--- Supplied material ---
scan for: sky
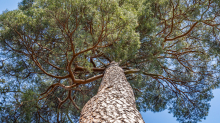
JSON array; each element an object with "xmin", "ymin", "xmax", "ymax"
[{"xmin": 0, "ymin": 0, "xmax": 220, "ymax": 123}]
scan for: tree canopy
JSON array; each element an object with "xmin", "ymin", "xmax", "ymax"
[{"xmin": 0, "ymin": 0, "xmax": 220, "ymax": 123}]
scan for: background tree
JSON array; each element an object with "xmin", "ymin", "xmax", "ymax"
[{"xmin": 0, "ymin": 0, "xmax": 220, "ymax": 122}]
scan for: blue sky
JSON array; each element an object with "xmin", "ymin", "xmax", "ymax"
[{"xmin": 0, "ymin": 0, "xmax": 220, "ymax": 123}]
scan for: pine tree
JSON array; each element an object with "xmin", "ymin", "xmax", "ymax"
[{"xmin": 0, "ymin": 0, "xmax": 220, "ymax": 123}]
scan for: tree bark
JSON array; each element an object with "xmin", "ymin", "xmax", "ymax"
[{"xmin": 79, "ymin": 62, "xmax": 144, "ymax": 123}]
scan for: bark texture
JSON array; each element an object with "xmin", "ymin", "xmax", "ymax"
[{"xmin": 79, "ymin": 62, "xmax": 144, "ymax": 123}]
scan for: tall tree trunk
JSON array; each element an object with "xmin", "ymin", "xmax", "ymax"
[{"xmin": 79, "ymin": 62, "xmax": 144, "ymax": 123}]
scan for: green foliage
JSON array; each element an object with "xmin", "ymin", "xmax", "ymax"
[{"xmin": 0, "ymin": 0, "xmax": 220, "ymax": 123}]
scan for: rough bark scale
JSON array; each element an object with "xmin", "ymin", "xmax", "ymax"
[{"xmin": 79, "ymin": 62, "xmax": 144, "ymax": 123}]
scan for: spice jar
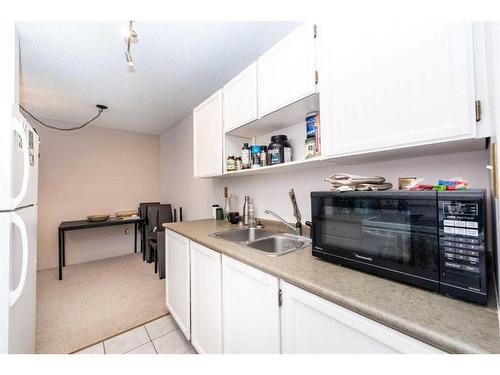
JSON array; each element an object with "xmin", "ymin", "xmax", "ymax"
[
  {"xmin": 236, "ymin": 156, "xmax": 243, "ymax": 171},
  {"xmin": 226, "ymin": 156, "xmax": 236, "ymax": 172}
]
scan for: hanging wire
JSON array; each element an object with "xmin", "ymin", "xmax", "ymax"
[{"xmin": 19, "ymin": 104, "xmax": 108, "ymax": 131}]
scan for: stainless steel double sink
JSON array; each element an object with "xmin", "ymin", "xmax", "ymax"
[{"xmin": 210, "ymin": 227, "xmax": 311, "ymax": 257}]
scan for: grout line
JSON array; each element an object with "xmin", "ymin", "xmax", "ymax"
[
  {"xmin": 119, "ymin": 325, "xmax": 151, "ymax": 354},
  {"xmin": 68, "ymin": 311, "xmax": 170, "ymax": 354}
]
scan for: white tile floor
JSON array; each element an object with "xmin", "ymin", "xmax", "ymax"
[{"xmin": 76, "ymin": 314, "xmax": 196, "ymax": 354}]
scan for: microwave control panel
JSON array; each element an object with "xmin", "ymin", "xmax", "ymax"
[{"xmin": 438, "ymin": 190, "xmax": 487, "ymax": 303}]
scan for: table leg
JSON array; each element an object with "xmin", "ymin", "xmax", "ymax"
[
  {"xmin": 57, "ymin": 229, "xmax": 62, "ymax": 280},
  {"xmin": 142, "ymin": 225, "xmax": 146, "ymax": 262},
  {"xmin": 61, "ymin": 230, "xmax": 66, "ymax": 267},
  {"xmin": 134, "ymin": 223, "xmax": 137, "ymax": 253}
]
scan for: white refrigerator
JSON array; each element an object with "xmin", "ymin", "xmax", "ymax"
[{"xmin": 0, "ymin": 99, "xmax": 39, "ymax": 353}]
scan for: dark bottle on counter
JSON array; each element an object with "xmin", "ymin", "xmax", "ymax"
[
  {"xmin": 260, "ymin": 145, "xmax": 267, "ymax": 167},
  {"xmin": 267, "ymin": 135, "xmax": 292, "ymax": 165},
  {"xmin": 241, "ymin": 143, "xmax": 251, "ymax": 169}
]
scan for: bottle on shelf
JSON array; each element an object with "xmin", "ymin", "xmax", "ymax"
[{"xmin": 241, "ymin": 143, "xmax": 251, "ymax": 169}]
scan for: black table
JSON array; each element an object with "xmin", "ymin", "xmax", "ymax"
[{"xmin": 58, "ymin": 217, "xmax": 145, "ymax": 280}]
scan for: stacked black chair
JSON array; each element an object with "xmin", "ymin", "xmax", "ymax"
[
  {"xmin": 139, "ymin": 202, "xmax": 160, "ymax": 260},
  {"xmin": 146, "ymin": 204, "xmax": 173, "ymax": 279}
]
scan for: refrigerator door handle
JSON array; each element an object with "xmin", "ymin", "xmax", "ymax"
[
  {"xmin": 12, "ymin": 118, "xmax": 30, "ymax": 208},
  {"xmin": 9, "ymin": 212, "xmax": 29, "ymax": 306}
]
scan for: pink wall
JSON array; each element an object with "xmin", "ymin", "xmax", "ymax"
[{"xmin": 35, "ymin": 124, "xmax": 160, "ymax": 269}]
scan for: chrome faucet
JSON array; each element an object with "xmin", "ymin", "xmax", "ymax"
[{"xmin": 265, "ymin": 189, "xmax": 302, "ymax": 236}]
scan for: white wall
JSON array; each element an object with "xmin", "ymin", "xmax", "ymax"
[
  {"xmin": 32, "ymin": 125, "xmax": 160, "ymax": 269},
  {"xmin": 161, "ymin": 116, "xmax": 489, "ymax": 226},
  {"xmin": 160, "ymin": 115, "xmax": 214, "ymax": 220}
]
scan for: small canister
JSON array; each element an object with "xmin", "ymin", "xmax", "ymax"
[
  {"xmin": 260, "ymin": 145, "xmax": 267, "ymax": 167},
  {"xmin": 212, "ymin": 204, "xmax": 219, "ymax": 219},
  {"xmin": 226, "ymin": 156, "xmax": 236, "ymax": 172},
  {"xmin": 305, "ymin": 138, "xmax": 316, "ymax": 159},
  {"xmin": 236, "ymin": 156, "xmax": 243, "ymax": 171},
  {"xmin": 252, "ymin": 145, "xmax": 261, "ymax": 168}
]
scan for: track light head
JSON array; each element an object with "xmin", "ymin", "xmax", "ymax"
[{"xmin": 125, "ymin": 50, "xmax": 134, "ymax": 66}]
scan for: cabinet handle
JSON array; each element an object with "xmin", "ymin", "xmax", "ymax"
[{"xmin": 475, "ymin": 100, "xmax": 481, "ymax": 122}]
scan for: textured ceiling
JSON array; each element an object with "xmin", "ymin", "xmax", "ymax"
[{"xmin": 18, "ymin": 21, "xmax": 298, "ymax": 134}]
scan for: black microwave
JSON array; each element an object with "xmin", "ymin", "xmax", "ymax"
[{"xmin": 311, "ymin": 190, "xmax": 487, "ymax": 304}]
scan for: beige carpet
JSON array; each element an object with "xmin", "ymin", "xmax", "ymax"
[{"xmin": 36, "ymin": 254, "xmax": 167, "ymax": 353}]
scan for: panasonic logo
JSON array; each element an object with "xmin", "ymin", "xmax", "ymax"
[{"xmin": 354, "ymin": 253, "xmax": 373, "ymax": 262}]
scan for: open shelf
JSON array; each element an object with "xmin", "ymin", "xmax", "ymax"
[
  {"xmin": 220, "ymin": 156, "xmax": 332, "ymax": 177},
  {"xmin": 226, "ymin": 93, "xmax": 319, "ymax": 138}
]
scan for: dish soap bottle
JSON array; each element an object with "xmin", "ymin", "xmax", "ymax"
[{"xmin": 224, "ymin": 186, "xmax": 231, "ymax": 219}]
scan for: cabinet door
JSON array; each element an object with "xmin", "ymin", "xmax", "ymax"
[
  {"xmin": 222, "ymin": 255, "xmax": 280, "ymax": 354},
  {"xmin": 193, "ymin": 90, "xmax": 222, "ymax": 177},
  {"xmin": 222, "ymin": 62, "xmax": 257, "ymax": 131},
  {"xmin": 257, "ymin": 23, "xmax": 316, "ymax": 117},
  {"xmin": 165, "ymin": 230, "xmax": 191, "ymax": 340},
  {"xmin": 191, "ymin": 241, "xmax": 222, "ymax": 354},
  {"xmin": 281, "ymin": 281, "xmax": 443, "ymax": 354},
  {"xmin": 318, "ymin": 20, "xmax": 476, "ymax": 156}
]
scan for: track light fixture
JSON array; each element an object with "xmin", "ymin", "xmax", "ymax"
[{"xmin": 125, "ymin": 21, "xmax": 137, "ymax": 66}]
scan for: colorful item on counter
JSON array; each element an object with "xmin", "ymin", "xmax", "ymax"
[
  {"xmin": 437, "ymin": 177, "xmax": 469, "ymax": 190},
  {"xmin": 404, "ymin": 177, "xmax": 469, "ymax": 191},
  {"xmin": 227, "ymin": 212, "xmax": 240, "ymax": 224},
  {"xmin": 398, "ymin": 177, "xmax": 417, "ymax": 190}
]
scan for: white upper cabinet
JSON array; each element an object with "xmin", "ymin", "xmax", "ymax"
[
  {"xmin": 193, "ymin": 90, "xmax": 223, "ymax": 177},
  {"xmin": 318, "ymin": 20, "xmax": 477, "ymax": 156},
  {"xmin": 281, "ymin": 281, "xmax": 443, "ymax": 354},
  {"xmin": 222, "ymin": 255, "xmax": 280, "ymax": 354},
  {"xmin": 257, "ymin": 23, "xmax": 316, "ymax": 117},
  {"xmin": 222, "ymin": 62, "xmax": 257, "ymax": 131}
]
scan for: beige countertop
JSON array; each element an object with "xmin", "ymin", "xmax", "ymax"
[{"xmin": 164, "ymin": 219, "xmax": 500, "ymax": 353}]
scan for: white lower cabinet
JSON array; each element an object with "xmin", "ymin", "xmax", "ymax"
[
  {"xmin": 280, "ymin": 281, "xmax": 443, "ymax": 354},
  {"xmin": 165, "ymin": 229, "xmax": 191, "ymax": 340},
  {"xmin": 165, "ymin": 230, "xmax": 444, "ymax": 354},
  {"xmin": 222, "ymin": 255, "xmax": 280, "ymax": 354},
  {"xmin": 190, "ymin": 241, "xmax": 222, "ymax": 354}
]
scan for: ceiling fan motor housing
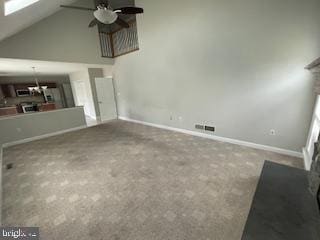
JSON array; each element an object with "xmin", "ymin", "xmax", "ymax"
[{"xmin": 93, "ymin": 8, "xmax": 118, "ymax": 24}]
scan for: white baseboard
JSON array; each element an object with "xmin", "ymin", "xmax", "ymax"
[
  {"xmin": 118, "ymin": 116, "xmax": 302, "ymax": 158},
  {"xmin": 302, "ymin": 148, "xmax": 312, "ymax": 171},
  {"xmin": 2, "ymin": 125, "xmax": 87, "ymax": 148}
]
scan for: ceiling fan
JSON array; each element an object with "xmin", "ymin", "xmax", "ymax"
[{"xmin": 60, "ymin": 0, "xmax": 143, "ymax": 28}]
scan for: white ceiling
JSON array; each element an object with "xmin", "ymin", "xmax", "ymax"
[
  {"xmin": 0, "ymin": 58, "xmax": 110, "ymax": 76},
  {"xmin": 0, "ymin": 0, "xmax": 77, "ymax": 41}
]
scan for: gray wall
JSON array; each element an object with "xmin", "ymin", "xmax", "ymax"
[
  {"xmin": 0, "ymin": 0, "xmax": 113, "ymax": 64},
  {"xmin": 114, "ymin": 0, "xmax": 320, "ymax": 151},
  {"xmin": 0, "ymin": 107, "xmax": 86, "ymax": 146}
]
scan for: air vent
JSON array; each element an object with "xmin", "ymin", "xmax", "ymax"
[
  {"xmin": 204, "ymin": 126, "xmax": 215, "ymax": 132},
  {"xmin": 6, "ymin": 163, "xmax": 13, "ymax": 169},
  {"xmin": 195, "ymin": 124, "xmax": 204, "ymax": 130}
]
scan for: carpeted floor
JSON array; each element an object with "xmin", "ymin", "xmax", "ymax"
[{"xmin": 2, "ymin": 121, "xmax": 302, "ymax": 240}]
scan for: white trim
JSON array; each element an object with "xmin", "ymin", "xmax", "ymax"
[
  {"xmin": 302, "ymin": 148, "xmax": 312, "ymax": 171},
  {"xmin": 2, "ymin": 125, "xmax": 87, "ymax": 148},
  {"xmin": 119, "ymin": 116, "xmax": 302, "ymax": 158}
]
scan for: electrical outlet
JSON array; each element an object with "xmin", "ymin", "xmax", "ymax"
[
  {"xmin": 194, "ymin": 124, "xmax": 204, "ymax": 130},
  {"xmin": 204, "ymin": 126, "xmax": 215, "ymax": 132}
]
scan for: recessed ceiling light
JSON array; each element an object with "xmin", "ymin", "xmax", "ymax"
[{"xmin": 4, "ymin": 0, "xmax": 39, "ymax": 16}]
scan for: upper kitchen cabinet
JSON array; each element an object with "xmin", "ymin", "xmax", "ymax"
[{"xmin": 1, "ymin": 84, "xmax": 17, "ymax": 97}]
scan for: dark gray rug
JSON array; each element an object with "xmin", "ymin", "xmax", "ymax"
[{"xmin": 242, "ymin": 161, "xmax": 320, "ymax": 240}]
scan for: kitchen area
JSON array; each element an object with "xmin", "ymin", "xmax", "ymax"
[{"xmin": 0, "ymin": 73, "xmax": 74, "ymax": 117}]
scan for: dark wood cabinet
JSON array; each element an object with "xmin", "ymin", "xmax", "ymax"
[{"xmin": 0, "ymin": 83, "xmax": 57, "ymax": 98}]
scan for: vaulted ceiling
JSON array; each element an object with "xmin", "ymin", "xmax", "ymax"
[{"xmin": 0, "ymin": 0, "xmax": 77, "ymax": 41}]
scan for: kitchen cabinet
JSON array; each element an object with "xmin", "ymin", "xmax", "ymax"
[
  {"xmin": 1, "ymin": 84, "xmax": 17, "ymax": 98},
  {"xmin": 0, "ymin": 106, "xmax": 18, "ymax": 116}
]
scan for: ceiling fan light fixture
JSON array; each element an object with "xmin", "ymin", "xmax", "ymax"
[{"xmin": 93, "ymin": 8, "xmax": 118, "ymax": 24}]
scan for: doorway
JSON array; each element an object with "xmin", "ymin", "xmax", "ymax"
[{"xmin": 95, "ymin": 78, "xmax": 118, "ymax": 122}]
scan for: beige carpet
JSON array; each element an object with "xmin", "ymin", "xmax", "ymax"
[{"xmin": 2, "ymin": 121, "xmax": 302, "ymax": 240}]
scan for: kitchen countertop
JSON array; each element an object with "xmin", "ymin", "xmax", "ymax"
[{"xmin": 0, "ymin": 106, "xmax": 17, "ymax": 109}]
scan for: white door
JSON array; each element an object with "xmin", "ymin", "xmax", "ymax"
[
  {"xmin": 73, "ymin": 81, "xmax": 90, "ymax": 116},
  {"xmin": 62, "ymin": 83, "xmax": 74, "ymax": 107},
  {"xmin": 95, "ymin": 78, "xmax": 117, "ymax": 121}
]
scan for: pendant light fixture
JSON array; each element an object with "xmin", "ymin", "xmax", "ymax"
[{"xmin": 28, "ymin": 67, "xmax": 48, "ymax": 94}]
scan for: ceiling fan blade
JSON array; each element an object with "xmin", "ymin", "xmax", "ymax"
[
  {"xmin": 115, "ymin": 17, "xmax": 130, "ymax": 28},
  {"xmin": 115, "ymin": 7, "xmax": 143, "ymax": 14},
  {"xmin": 60, "ymin": 5, "xmax": 97, "ymax": 11},
  {"xmin": 89, "ymin": 18, "xmax": 99, "ymax": 27}
]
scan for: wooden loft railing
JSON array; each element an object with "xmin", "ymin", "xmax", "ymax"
[{"xmin": 99, "ymin": 20, "xmax": 139, "ymax": 58}]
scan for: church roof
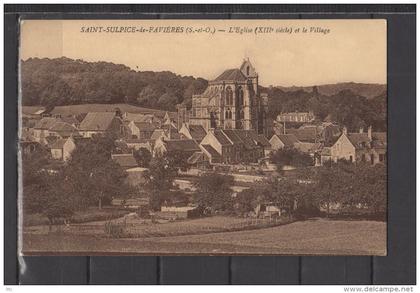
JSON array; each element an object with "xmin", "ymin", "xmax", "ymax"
[{"xmin": 214, "ymin": 68, "xmax": 246, "ymax": 81}]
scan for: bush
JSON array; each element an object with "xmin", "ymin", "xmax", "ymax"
[{"xmin": 105, "ymin": 221, "xmax": 126, "ymax": 238}]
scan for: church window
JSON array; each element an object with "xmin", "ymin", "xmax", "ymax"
[
  {"xmin": 226, "ymin": 86, "xmax": 233, "ymax": 105},
  {"xmin": 238, "ymin": 86, "xmax": 244, "ymax": 106}
]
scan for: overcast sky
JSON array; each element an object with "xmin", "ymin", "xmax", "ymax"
[{"xmin": 20, "ymin": 20, "xmax": 386, "ymax": 86}]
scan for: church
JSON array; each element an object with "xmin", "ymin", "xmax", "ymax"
[{"xmin": 178, "ymin": 59, "xmax": 268, "ymax": 135}]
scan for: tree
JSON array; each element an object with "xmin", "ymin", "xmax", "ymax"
[
  {"xmin": 64, "ymin": 136, "xmax": 131, "ymax": 208},
  {"xmin": 144, "ymin": 157, "xmax": 176, "ymax": 210},
  {"xmin": 234, "ymin": 188, "xmax": 261, "ymax": 214},
  {"xmin": 270, "ymin": 148, "xmax": 314, "ymax": 171},
  {"xmin": 165, "ymin": 151, "xmax": 191, "ymax": 171},
  {"xmin": 194, "ymin": 172, "xmax": 233, "ymax": 212},
  {"xmin": 133, "ymin": 148, "xmax": 152, "ymax": 168}
]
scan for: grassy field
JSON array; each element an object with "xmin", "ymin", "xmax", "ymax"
[
  {"xmin": 23, "ymin": 219, "xmax": 386, "ymax": 255},
  {"xmin": 24, "ymin": 216, "xmax": 290, "ymax": 238}
]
---
▸ Exercise prompt: Filter the data above down to the lines that contain the string "church", copying each such line. Treat case as significant.

▸ Exercise solution:
scan for: church roof
scan for: church window
scan for: church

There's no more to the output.